Dataset items:

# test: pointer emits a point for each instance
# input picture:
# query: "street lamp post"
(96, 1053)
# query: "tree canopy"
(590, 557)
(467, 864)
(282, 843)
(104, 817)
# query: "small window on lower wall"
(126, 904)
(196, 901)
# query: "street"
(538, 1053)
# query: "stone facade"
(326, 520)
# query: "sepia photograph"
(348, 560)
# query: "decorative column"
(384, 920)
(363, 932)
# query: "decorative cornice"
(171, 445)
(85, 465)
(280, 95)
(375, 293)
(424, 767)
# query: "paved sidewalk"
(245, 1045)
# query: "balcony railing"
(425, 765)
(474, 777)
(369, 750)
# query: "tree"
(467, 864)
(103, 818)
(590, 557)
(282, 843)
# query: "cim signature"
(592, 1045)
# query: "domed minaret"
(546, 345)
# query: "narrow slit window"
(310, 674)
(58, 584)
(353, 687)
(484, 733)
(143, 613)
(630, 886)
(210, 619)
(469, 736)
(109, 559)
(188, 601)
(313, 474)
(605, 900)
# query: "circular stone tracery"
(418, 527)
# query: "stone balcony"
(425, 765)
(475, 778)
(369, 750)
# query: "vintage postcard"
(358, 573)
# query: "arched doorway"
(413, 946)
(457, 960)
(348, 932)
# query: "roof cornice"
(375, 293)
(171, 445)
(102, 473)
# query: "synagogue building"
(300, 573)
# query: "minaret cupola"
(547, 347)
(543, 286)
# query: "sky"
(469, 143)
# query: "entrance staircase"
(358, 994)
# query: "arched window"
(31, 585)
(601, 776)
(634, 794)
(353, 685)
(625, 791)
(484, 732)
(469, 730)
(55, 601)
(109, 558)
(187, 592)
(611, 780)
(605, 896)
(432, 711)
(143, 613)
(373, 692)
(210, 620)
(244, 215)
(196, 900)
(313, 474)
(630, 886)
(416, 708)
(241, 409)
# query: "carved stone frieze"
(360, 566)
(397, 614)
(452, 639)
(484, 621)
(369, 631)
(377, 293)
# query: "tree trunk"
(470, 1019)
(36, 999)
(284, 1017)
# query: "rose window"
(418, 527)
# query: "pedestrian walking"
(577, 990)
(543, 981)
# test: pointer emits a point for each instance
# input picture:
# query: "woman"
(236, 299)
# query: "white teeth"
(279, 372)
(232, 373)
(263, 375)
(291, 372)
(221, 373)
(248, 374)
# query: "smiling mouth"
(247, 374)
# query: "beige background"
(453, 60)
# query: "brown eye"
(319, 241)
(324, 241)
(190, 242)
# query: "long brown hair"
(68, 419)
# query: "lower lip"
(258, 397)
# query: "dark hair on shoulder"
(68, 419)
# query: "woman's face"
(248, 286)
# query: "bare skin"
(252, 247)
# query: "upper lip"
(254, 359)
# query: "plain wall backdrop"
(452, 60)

THE REQUEST: Tally the lines in the entries above that contain the string "wall". Give only the number.

TASK SOLUTION: 2